* [Fragmento seleccionado]:
======
Por último, cuando doblamos la esquina procedentes de Venus, llegamos a nuestro exquisitamente amable planeta Tierra. Con su atmósfera ni demasiado caliente ni demasiado fría, con un poco de oxígeno, pero no demasiado, la Tierra parece reunir las condiciones atmosféricas ideales para la vida tal como la conocemos. Evidentemente, es una profecía autocumplida: cualquier planeta en el que hubiésemos evolucionado tendría una atmósfera apropiada que se nos ajustaría a la perfección. Es cierto que aún no hemos encontrado nada que pudiera siquiera parecerse a un hogar donde vivir, pero es que nuestra casa verde azulada, con su atmósfera generadora de vida, es realmente muy muy especial. Sin duda, merece que la cuidemos.
======
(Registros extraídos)

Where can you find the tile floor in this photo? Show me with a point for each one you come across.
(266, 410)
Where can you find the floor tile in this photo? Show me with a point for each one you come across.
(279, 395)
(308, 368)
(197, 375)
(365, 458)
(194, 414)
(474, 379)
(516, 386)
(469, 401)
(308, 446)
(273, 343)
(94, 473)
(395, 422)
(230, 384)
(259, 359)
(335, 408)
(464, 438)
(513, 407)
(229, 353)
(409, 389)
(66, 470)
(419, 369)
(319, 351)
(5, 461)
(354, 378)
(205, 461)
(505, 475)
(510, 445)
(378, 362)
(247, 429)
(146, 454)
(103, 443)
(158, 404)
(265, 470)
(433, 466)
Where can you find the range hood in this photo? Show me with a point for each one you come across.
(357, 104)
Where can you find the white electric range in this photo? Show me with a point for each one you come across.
======
* [Tareas asignadas]:
#1 Traduce al inglés esta oración del fragmento sobre la Tierra: «Con su atmósfera ni demasiado caliente ni demasiado fría, con un poco de oxígeno, pero no demasiado, la Tierra parece reunir las condiciones atmosféricas ideales para la vida tal como la conocemos».
#2 Prosigue el fragmento sobre la Tierra a partir de su última oración.
Las filas no guardan relación con el fragmento sobre la Tierra.

* [Resultados por tarea]:
#1 With its atmosphere neither too hot nor too cold, with a little oxygen but not too much, Earth seems to meet the ideal atmospheric conditions for life as we know it.

#2
Hemos llegado aquí después de un largo viaje, pero por fin hemos llegado a la Tierra. En nuestro planeta, nunca estamos a más de veinte mil kilómetros de casa, una idea seguramente tranquilizadora. Compartimos nuestra atmósfera vivificante y de proporciones perfectas con, entre otras formas de vida, unos ocho mil millones de personas. Y todas respiramos. Inhalar, espirar. Inhalar, espirar. Y, literalmente, no nos saciamos nunca. Así pues, ¿qué tiene nuestra atmósfera que la hace tan extraordinaria?
Aunque pueda parecer extraño, el aire que respiramos aquí en la Tierra contiene unas cuatro quintas partes de nitrógeno, un gas con muy poco encanto. Lo inspiramos y enseguida lo espiramos. El nitrógeno es una parte importante de nuestra vida en muchos sentidos —por ejemplo, contribuye al crecimiento de las plantas—, pero no hace gran cosa en la atmósfera. También hay una pizca de argón, más anodino aún que el nitrógeno. Como veremos, el argón pertenece al grupo de sustancias conocidas como «gases inertes», nombre que te dice todo lo que necesitas saber sobre lo que ocurre con el argón cuando respiras. Nada. Lo inhalas y lo exhalas.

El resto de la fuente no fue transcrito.